RECORDS
————
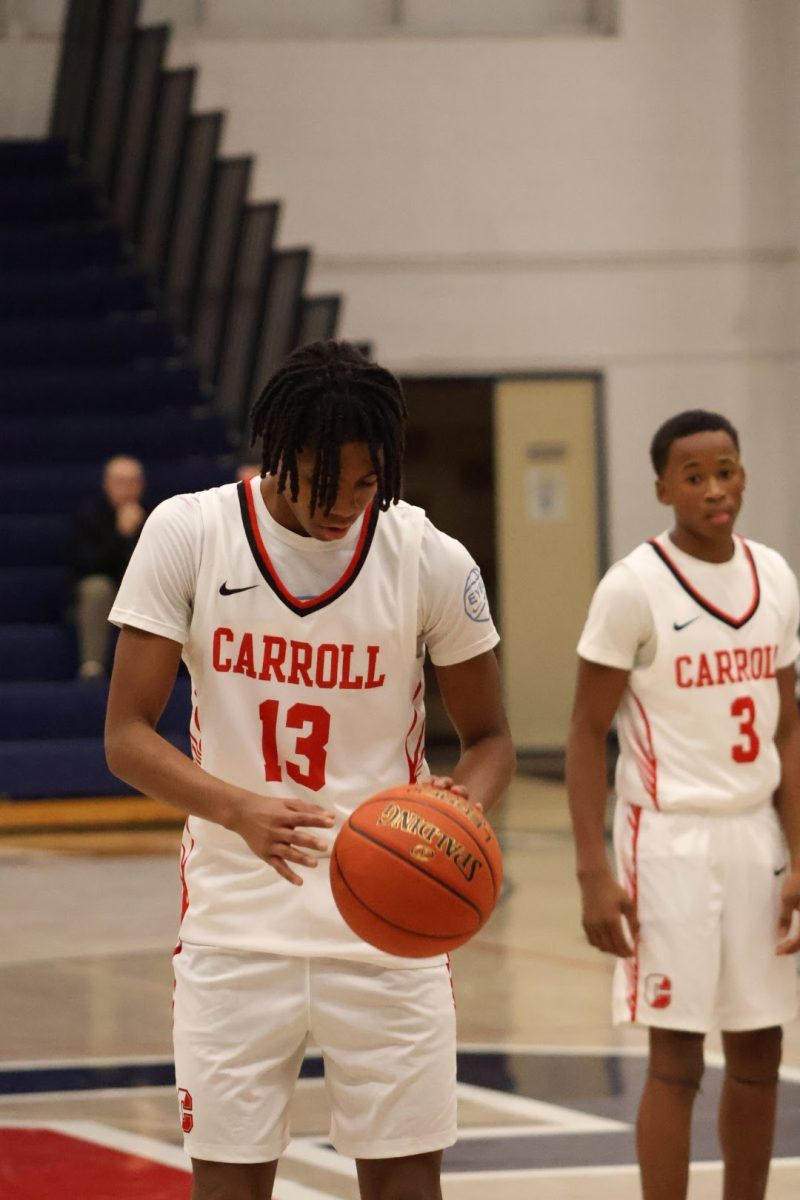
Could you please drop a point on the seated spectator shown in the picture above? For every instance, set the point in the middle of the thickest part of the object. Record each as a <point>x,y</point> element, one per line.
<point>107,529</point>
————
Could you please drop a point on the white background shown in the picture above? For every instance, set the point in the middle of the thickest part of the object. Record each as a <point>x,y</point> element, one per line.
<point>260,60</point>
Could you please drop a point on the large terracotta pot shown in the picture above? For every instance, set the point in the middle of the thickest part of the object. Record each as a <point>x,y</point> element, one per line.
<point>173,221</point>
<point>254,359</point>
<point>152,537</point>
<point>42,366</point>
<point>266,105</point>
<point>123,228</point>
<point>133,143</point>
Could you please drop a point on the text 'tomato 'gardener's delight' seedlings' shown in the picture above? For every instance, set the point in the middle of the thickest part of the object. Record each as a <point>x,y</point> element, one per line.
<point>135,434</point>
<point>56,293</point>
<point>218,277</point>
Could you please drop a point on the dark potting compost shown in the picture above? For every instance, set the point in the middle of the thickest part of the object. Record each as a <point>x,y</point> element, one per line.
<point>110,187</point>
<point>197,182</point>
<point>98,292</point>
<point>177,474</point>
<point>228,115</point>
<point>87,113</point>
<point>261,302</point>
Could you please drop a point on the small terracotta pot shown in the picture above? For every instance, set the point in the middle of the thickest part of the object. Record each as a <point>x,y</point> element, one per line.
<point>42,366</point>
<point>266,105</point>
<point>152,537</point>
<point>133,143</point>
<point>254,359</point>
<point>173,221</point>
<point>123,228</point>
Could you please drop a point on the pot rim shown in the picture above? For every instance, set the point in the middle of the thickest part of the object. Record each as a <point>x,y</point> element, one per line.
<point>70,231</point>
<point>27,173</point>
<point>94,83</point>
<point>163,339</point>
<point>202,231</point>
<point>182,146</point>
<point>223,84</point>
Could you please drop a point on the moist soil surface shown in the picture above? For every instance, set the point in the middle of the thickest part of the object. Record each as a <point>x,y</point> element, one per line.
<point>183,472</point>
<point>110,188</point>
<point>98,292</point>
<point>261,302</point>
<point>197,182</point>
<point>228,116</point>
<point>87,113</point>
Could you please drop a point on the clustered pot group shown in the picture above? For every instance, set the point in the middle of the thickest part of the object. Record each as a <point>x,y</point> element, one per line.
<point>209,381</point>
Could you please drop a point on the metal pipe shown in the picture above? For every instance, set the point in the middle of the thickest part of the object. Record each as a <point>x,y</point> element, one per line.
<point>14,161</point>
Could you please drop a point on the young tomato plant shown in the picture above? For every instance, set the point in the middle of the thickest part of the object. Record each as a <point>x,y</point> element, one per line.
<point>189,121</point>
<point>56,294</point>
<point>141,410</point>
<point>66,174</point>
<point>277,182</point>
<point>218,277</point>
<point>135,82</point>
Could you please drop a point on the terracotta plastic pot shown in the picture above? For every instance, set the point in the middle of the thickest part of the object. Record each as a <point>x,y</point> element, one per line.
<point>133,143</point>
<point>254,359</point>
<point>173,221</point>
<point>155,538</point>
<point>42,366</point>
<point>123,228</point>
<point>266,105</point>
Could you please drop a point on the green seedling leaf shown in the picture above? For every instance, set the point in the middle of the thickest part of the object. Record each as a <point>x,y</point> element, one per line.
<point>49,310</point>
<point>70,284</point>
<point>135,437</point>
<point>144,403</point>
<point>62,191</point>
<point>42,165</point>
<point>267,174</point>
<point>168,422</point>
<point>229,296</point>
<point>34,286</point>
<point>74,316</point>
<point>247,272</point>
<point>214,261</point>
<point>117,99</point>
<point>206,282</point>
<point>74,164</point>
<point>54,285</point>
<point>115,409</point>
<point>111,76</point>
————
INSTRUCTION
Could you repeat, line for line, the part of the rows that opens with the line containing "Could you please drop a point on the white" and closes with the line containing "<point>260,60</point>", including both of those lines?

SOLVED PROBLEM
Could you please drop a point on the white background shown in the picture above? For every instance, set the point in the middle of the thickest part of the object. Record each as a <point>x,y</point> element, one per line.
<point>260,60</point>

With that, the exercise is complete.